---- DATA SHOWN
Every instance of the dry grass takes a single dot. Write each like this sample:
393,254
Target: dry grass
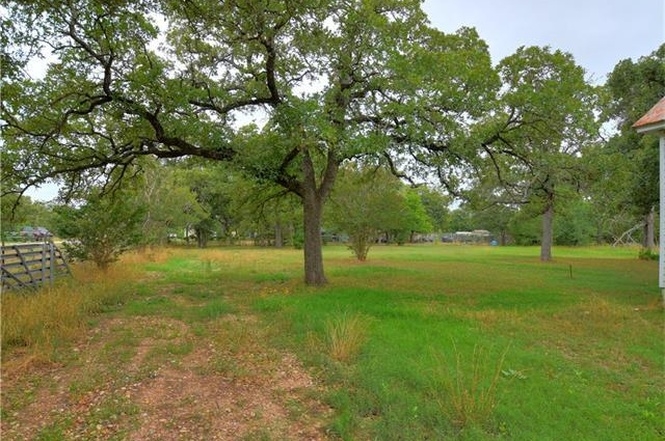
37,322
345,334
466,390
--------
---- DATA SHOWN
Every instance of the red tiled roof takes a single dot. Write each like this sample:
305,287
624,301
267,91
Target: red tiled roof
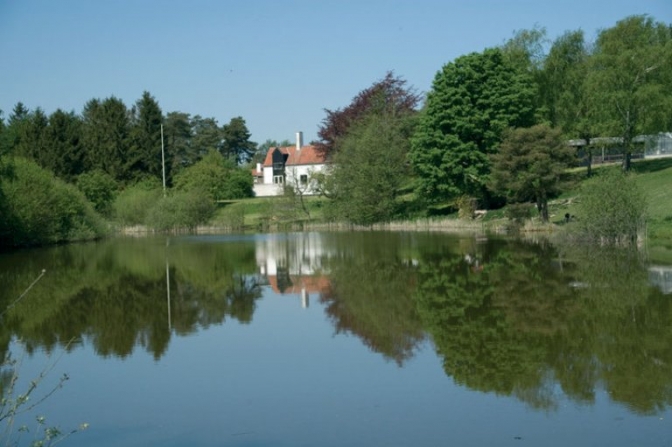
--------
▶ _TO DO_: Only the lines above that include the word "Write" belong in the answer; copy each one.

▶ _RESPONSE TO THE EXERCISE_:
Every instance of the dry grass takes a single dot. Write each like this sample:
Every instance of the red tiled roof takes a single dot. Write each like this sample:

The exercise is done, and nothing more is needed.